PROVIDED ENTRIES:
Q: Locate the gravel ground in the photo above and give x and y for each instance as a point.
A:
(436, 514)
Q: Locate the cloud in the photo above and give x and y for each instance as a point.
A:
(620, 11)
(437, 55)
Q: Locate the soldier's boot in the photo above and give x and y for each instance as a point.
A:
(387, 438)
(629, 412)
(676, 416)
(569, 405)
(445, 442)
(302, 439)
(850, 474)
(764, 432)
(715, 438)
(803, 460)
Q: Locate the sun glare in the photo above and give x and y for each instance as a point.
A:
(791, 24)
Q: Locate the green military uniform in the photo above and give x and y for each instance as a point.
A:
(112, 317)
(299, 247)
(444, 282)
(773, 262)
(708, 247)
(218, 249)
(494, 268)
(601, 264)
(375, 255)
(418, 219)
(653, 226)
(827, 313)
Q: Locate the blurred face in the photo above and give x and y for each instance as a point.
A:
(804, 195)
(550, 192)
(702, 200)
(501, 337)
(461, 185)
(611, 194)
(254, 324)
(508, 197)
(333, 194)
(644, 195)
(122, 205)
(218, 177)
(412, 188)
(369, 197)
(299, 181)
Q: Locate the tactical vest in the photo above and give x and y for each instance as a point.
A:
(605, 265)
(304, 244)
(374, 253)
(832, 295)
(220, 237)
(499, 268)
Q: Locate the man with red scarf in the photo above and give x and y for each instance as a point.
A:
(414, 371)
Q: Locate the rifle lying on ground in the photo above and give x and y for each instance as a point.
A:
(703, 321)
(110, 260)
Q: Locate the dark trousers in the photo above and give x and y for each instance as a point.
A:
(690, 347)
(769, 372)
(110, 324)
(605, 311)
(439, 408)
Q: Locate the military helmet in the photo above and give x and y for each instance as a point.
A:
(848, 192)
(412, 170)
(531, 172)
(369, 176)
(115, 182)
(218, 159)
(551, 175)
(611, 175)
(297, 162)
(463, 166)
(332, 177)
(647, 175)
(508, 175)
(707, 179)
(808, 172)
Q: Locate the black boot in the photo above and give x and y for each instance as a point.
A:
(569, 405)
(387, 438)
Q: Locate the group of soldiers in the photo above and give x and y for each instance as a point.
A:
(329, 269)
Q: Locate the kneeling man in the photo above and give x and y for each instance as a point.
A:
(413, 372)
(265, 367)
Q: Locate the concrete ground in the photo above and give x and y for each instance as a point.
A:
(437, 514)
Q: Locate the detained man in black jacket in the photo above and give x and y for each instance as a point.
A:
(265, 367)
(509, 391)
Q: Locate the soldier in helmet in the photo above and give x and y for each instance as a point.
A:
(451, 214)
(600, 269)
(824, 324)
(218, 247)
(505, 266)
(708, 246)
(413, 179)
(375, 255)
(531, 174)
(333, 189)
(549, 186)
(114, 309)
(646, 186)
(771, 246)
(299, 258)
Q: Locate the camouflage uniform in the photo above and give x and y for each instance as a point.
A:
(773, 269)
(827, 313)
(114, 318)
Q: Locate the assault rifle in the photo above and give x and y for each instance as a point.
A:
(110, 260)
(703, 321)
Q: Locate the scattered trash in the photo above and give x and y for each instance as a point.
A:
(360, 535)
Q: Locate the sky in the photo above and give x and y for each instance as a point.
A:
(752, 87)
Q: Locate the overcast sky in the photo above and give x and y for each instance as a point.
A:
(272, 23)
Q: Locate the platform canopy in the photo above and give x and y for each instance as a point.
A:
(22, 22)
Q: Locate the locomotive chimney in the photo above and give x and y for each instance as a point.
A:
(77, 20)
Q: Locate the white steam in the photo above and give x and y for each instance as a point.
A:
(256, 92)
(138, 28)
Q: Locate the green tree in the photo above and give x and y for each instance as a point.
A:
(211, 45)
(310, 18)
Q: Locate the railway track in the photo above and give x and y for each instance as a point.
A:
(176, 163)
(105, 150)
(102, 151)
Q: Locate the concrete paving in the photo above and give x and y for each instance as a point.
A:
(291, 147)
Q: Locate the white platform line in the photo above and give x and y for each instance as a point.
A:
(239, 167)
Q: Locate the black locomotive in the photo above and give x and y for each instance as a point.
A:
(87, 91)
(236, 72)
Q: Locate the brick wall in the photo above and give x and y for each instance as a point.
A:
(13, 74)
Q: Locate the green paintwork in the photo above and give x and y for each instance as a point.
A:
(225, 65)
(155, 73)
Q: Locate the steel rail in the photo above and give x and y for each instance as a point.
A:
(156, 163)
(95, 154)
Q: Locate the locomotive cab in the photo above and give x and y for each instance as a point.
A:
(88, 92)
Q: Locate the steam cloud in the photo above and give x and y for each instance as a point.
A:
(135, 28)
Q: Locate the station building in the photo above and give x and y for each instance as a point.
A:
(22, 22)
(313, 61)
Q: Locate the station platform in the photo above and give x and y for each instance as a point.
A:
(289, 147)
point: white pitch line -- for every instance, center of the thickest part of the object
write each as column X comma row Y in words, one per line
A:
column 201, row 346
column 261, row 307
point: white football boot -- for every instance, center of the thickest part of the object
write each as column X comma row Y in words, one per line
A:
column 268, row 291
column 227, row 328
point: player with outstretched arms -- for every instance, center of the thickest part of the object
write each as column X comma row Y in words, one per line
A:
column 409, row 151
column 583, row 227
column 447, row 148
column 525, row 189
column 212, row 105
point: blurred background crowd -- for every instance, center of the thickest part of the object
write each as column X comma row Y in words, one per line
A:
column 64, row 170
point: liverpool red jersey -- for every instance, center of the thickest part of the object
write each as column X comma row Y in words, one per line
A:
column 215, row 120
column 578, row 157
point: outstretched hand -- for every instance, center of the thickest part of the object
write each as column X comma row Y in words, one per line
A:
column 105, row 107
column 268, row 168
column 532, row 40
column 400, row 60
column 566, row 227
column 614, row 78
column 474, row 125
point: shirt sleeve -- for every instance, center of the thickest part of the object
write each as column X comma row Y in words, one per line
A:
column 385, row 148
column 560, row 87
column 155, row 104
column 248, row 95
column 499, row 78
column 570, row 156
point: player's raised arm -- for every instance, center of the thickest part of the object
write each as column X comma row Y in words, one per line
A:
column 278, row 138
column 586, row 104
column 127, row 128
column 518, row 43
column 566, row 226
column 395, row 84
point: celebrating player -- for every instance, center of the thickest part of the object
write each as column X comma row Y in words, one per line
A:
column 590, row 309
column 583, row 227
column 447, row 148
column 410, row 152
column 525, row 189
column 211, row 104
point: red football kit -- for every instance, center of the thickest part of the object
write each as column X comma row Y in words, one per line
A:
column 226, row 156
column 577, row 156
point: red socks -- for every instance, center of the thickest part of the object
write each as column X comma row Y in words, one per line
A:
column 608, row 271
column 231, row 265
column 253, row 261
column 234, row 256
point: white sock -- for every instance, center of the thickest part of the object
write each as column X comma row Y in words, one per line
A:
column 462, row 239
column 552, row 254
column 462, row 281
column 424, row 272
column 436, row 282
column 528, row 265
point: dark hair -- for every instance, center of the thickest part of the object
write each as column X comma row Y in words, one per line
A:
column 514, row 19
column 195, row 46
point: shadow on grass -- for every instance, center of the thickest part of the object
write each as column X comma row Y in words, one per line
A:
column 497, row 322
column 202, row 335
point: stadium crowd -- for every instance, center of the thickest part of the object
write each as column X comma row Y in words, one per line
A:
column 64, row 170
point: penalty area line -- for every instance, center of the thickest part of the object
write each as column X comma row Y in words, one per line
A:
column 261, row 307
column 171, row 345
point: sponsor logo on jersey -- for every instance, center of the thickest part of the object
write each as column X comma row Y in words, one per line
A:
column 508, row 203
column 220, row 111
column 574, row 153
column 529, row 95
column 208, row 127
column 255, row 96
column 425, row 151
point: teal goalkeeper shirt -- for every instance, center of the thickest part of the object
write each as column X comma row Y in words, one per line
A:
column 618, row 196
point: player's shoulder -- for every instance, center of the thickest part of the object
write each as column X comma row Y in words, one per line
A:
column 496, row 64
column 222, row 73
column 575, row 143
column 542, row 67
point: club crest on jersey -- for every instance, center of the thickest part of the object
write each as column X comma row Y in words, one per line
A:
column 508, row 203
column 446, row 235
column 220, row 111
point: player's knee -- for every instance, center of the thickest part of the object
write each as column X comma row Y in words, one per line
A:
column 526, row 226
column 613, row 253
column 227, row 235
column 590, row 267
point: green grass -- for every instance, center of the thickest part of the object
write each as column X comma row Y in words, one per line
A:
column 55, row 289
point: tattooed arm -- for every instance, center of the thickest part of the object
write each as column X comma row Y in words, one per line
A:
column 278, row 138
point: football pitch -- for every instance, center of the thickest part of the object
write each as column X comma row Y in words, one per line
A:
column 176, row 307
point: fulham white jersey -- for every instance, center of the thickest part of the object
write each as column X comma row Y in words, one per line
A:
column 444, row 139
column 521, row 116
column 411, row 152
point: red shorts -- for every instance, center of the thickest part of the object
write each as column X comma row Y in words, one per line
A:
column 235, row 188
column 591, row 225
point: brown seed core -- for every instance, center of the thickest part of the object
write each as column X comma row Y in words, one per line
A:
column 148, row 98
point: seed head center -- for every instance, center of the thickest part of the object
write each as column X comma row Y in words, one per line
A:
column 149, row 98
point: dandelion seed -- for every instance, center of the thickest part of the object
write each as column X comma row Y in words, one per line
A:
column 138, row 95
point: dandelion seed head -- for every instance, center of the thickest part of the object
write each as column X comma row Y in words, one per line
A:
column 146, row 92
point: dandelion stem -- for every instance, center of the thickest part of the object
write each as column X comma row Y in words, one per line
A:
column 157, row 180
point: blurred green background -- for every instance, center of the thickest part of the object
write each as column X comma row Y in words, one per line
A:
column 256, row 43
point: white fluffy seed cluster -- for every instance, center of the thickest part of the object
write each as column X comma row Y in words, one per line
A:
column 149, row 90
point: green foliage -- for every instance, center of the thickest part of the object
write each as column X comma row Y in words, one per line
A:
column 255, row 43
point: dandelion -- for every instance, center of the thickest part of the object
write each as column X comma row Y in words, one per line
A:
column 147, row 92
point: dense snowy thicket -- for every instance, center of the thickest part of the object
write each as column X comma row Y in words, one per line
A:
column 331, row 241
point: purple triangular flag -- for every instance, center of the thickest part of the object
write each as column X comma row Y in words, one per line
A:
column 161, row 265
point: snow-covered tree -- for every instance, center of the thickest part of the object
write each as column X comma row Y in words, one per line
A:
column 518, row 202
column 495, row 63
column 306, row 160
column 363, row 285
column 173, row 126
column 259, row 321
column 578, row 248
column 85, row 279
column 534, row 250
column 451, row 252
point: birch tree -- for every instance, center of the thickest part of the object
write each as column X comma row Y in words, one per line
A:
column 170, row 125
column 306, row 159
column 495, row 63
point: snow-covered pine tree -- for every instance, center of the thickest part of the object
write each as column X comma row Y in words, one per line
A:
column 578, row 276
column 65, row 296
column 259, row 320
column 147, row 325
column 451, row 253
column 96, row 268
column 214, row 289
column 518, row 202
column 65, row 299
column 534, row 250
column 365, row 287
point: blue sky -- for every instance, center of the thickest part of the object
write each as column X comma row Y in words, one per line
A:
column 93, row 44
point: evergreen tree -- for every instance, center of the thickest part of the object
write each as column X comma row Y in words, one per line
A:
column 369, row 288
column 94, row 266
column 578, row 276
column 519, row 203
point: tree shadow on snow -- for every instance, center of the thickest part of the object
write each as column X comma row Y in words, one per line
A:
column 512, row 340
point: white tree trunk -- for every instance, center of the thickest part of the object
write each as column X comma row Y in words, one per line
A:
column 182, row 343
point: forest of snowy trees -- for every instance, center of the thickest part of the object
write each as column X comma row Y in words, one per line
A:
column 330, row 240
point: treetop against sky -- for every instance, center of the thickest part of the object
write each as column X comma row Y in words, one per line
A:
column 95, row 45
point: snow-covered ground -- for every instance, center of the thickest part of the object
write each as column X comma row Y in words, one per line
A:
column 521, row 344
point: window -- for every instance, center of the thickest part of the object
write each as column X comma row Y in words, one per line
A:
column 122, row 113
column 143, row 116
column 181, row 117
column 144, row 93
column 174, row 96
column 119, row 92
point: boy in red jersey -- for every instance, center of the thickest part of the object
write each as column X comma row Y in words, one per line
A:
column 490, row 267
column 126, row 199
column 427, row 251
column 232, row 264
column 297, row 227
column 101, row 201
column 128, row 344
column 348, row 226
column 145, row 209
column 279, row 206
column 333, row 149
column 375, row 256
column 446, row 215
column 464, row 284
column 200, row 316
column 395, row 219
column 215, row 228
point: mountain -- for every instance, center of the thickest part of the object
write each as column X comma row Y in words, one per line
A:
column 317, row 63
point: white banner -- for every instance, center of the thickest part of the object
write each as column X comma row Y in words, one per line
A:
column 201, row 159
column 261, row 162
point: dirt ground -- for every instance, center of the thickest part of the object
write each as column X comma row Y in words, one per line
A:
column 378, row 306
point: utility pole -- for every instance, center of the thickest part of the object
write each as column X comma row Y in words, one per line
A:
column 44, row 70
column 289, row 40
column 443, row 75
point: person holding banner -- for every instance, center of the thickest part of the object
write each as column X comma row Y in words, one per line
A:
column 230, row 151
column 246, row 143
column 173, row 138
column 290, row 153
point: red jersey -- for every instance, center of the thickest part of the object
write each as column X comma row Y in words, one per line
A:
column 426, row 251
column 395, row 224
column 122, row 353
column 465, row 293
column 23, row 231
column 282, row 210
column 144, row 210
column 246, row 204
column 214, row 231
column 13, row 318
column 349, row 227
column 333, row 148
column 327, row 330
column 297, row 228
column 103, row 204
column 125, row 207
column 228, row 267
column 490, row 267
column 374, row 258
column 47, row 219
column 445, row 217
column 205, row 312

WHAT THE EXERCISE ASKS: For the string "blurred", count every line of the material where it appears and state only the count.

SOLUTION FOR THIS PROBLEM: 3